→ EXERCISE GOAL
Reproduce the records exactly.

→ Object position labeling entries
++++++

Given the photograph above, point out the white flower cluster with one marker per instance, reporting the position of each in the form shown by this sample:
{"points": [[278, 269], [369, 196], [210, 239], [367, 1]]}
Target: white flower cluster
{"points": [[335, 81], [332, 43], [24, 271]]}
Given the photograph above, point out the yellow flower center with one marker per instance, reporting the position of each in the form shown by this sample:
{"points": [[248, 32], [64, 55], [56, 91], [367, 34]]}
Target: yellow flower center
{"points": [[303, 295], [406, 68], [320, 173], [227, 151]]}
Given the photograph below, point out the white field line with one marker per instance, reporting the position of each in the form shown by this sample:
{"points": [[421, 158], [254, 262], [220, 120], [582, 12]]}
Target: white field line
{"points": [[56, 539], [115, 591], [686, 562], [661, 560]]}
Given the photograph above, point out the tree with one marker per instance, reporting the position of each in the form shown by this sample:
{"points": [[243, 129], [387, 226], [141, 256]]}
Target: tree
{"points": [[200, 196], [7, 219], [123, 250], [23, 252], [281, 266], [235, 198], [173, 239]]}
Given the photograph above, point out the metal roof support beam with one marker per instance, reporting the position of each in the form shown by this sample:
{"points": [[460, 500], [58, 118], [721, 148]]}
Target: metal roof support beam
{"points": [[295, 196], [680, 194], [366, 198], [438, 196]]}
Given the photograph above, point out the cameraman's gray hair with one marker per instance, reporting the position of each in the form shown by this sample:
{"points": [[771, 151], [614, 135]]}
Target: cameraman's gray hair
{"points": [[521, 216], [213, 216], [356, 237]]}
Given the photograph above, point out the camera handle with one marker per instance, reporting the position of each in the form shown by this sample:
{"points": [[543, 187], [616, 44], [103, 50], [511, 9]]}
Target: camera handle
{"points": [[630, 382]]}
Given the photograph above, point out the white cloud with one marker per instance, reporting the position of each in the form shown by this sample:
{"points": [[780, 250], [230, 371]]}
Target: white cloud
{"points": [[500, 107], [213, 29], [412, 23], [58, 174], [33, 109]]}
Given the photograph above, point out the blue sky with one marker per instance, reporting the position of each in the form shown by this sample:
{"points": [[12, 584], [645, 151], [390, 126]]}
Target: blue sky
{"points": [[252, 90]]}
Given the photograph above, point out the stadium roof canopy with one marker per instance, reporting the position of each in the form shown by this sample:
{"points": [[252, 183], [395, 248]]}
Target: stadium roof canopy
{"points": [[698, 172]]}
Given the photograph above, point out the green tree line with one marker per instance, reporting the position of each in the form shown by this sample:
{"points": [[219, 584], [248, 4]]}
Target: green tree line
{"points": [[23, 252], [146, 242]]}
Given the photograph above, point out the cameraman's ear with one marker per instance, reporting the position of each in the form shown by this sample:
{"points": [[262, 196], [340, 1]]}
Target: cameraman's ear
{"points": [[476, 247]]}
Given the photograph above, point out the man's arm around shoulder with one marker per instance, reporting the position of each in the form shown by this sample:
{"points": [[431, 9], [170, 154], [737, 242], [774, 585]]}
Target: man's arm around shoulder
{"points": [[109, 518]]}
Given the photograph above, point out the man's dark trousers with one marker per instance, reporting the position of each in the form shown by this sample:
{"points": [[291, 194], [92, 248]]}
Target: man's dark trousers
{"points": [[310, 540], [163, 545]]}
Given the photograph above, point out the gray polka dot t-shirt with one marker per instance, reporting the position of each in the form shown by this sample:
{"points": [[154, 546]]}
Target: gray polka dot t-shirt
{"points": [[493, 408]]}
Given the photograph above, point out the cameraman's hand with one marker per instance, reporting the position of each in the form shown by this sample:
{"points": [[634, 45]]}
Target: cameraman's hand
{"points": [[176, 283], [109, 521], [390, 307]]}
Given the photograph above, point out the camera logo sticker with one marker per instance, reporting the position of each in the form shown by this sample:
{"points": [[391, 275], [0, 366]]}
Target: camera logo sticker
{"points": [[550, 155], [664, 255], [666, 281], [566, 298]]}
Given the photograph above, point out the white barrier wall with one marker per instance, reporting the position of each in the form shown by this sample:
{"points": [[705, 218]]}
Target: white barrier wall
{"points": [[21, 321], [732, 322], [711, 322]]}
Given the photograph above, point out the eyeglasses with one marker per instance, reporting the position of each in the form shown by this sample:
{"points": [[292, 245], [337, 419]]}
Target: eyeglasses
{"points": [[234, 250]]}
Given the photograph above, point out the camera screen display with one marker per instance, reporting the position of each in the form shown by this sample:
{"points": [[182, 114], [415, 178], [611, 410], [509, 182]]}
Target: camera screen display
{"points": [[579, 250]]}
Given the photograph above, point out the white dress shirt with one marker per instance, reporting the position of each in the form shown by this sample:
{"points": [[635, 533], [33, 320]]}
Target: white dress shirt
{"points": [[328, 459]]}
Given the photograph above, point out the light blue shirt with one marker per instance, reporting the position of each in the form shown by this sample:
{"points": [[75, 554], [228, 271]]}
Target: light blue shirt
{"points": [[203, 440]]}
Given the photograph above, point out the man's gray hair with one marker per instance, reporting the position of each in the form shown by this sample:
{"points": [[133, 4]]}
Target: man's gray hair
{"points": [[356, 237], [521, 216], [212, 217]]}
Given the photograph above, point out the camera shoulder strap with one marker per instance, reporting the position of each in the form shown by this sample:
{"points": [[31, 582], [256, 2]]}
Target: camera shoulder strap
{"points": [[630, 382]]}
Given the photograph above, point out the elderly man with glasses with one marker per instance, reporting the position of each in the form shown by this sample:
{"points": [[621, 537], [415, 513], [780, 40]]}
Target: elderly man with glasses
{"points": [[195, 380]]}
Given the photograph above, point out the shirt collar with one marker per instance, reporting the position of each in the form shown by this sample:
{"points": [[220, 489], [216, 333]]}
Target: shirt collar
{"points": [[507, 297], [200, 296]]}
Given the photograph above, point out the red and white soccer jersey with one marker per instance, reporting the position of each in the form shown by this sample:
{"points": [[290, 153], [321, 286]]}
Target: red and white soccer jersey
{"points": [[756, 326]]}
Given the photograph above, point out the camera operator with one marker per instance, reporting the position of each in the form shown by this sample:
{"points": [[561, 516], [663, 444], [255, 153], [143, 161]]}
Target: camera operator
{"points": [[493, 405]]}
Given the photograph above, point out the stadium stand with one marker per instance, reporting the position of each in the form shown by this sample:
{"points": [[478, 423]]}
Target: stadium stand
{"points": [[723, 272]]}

++++++

→ TASK RESULT
Given the photograph above, point out the white flower cluster with one marker per instance, reporting the position of each in the form shown by this sample:
{"points": [[278, 269], [369, 196], [210, 239], [367, 1]]}
Target: white flower cluster
{"points": [[335, 81], [332, 43], [24, 271]]}
Given the photograph above, point out the yellow flower center with one marker per instance, reporting the position of each in the form shown by this sample:
{"points": [[248, 32], [64, 55], [56, 91], [367, 34]]}
Target: yellow flower center
{"points": [[303, 295], [406, 68], [320, 173], [227, 151]]}
Given the photograph below, point out the white field line with one marker per instance, reporting the position of each in the form shown by this sample:
{"points": [[421, 158], [254, 262], [220, 120], [582, 12]]}
Target: white field line
{"points": [[56, 539], [115, 591], [686, 562], [661, 560]]}
Given the photograph above, point out the tree with one marker per instance, reporting the position of each in the form shown by this sample:
{"points": [[243, 129], [387, 226], [141, 256]]}
Target: tree
{"points": [[200, 196], [7, 219], [123, 250], [23, 252], [281, 266], [235, 198], [173, 239]]}
Given the photograph above, point out the metal roof support beam with one marker per instance, reporting the position of each in the form shown by this sample:
{"points": [[460, 500], [58, 118], [721, 148]]}
Target: metal roof support beam
{"points": [[295, 196], [680, 194], [366, 198], [438, 196]]}
Given the photograph above, point out the cameraman's gray hair with one marker per instance, reporting the position of each in the form shown by this sample:
{"points": [[771, 151], [614, 135]]}
Target: cameraman's gray hair
{"points": [[521, 216], [213, 216], [356, 237]]}
Given the photograph above, point out the camera handle with one marker per instance, reporting the position of each in the form shown by this sample:
{"points": [[543, 187], [616, 44], [103, 50], [511, 9]]}
Target: camera handle
{"points": [[630, 382]]}
Given the photograph above, point out the white cloud with one marker per instance, reporting the position of each in the form shown by this sample:
{"points": [[780, 250], [230, 371]]}
Target: white cloud
{"points": [[500, 107], [213, 29], [412, 23], [58, 174], [33, 109]]}
Given the photograph above, point out the blue sky with one marker per instance, reporting the position of each in the form shown by this sample:
{"points": [[12, 584], [645, 151], [390, 126]]}
Target: blue sky
{"points": [[252, 90]]}
Given the photograph above, point out the stadium roof canopy with one marker per instance, reporting the position of each in the form shown by this sample:
{"points": [[252, 183], [395, 248]]}
Target: stadium roof canopy
{"points": [[698, 172]]}
Given the photograph above, point out the green tree line with one marker per instance, reporting the position of each in the form shown by this sample:
{"points": [[219, 584], [248, 4]]}
Target: green tree line
{"points": [[23, 252], [146, 242]]}
Given the photograph above, point out the cameraman's ear with one marker per instance, reporting the position of each in the form shown by this sample:
{"points": [[262, 196], [340, 1]]}
Target: cameraman's ear
{"points": [[476, 247]]}
Given the photograph above, point out the man's arm around shoulder with one marker per instance, reporting the position of each in the form shown by this sample:
{"points": [[431, 9], [170, 154], [737, 242], [774, 585]]}
Target: man's arm around shoulder
{"points": [[109, 518]]}
Given the photograph above, point out the man's dark trousers with one marker per instance, reporting the position of each in the form shown by this sample:
{"points": [[291, 194], [92, 248]]}
Target: man's dark trousers
{"points": [[310, 540], [163, 545]]}
Given the photograph above, point out the gray polka dot t-shirt with one marker per instance, reporting the position of each in the form shown by this sample:
{"points": [[154, 546]]}
Target: gray polka dot t-shirt
{"points": [[493, 408]]}
Given the photograph above, point out the cameraman's hand with one marker per instance, reporting the position of each in the form shown by this sample:
{"points": [[634, 45]]}
Target: cameraman's hand
{"points": [[176, 283], [109, 521], [390, 307]]}
Given the photograph above, point out the camera logo sticker with one marker per instance, reporting the position of each in the form shown by this sample:
{"points": [[391, 275], [0, 366]]}
Target: camera logo sticker
{"points": [[550, 155], [664, 255], [666, 281], [566, 298]]}
Given the photograph above, point out the white barrier wall with one marker per instance, reporting the position of each in the form shown by this sample:
{"points": [[705, 218]]}
Target: white barrier wall
{"points": [[21, 321], [732, 322], [711, 322]]}
Given the photograph above, point out the eyeglasses with one marker per instance, reporting the position of each in the form shown by this sample:
{"points": [[292, 245], [337, 419]]}
Target: eyeglasses
{"points": [[234, 250]]}
Given the photograph above, point out the camera screen display with one marker per instance, reporting the position of each in the form shown by this sample:
{"points": [[182, 114], [415, 178], [611, 410], [509, 182]]}
Target: camera screen display
{"points": [[579, 250]]}
Given the photograph above, point out the white dress shirt with one marker per instance, reporting the position of each in the form shown by this sample:
{"points": [[635, 533], [33, 320]]}
Target: white dress shirt
{"points": [[328, 459]]}
Given the photograph above, point out the light blue shirt with one marker per instance, reporting the position of each in the form shown by this sample:
{"points": [[75, 554], [228, 271]]}
Target: light blue shirt
{"points": [[203, 440]]}
Given the photograph above, point out the man's gray hair with one marker per instance, reporting the position of each in the form shown by this sample:
{"points": [[133, 4]]}
Target: man's gray hair
{"points": [[356, 237], [521, 216], [212, 217]]}
Given the photograph above, point out the camera shoulder strap with one marker per instance, reporting the position of each in the form shown by this sample:
{"points": [[31, 582], [256, 2]]}
Target: camera shoulder strap
{"points": [[630, 382]]}
Given the photograph above, point out the elderly man with glasses with one marker per instance, reporting the position of each in the form shown by this sample:
{"points": [[621, 537], [415, 513], [780, 40]]}
Target: elderly man with glasses
{"points": [[195, 380]]}
Given the photograph above, point out the shirt collar with one marker per instance, reporting the position of each in the form shown by this sample:
{"points": [[220, 489], [216, 333]]}
Target: shirt collar
{"points": [[507, 297], [200, 296]]}
Given the photograph above, point out the red and white soccer jersey with one marker per instance, reporting the position of each in the form shown by this sample:
{"points": [[290, 153], [321, 286]]}
Target: red and white soccer jersey
{"points": [[756, 326]]}
Given the photograph above, point out the camera operator with one marker per instance, reporting the position of each in the form shown by this sample:
{"points": [[561, 516], [663, 444], [255, 153], [143, 161]]}
Target: camera operator
{"points": [[493, 405]]}
Given the photograph above, point out the stadium stand with one marker per instance, reporting the position of each in the form shown by this sample:
{"points": [[478, 423]]}
Target: stadium stand
{"points": [[723, 272]]}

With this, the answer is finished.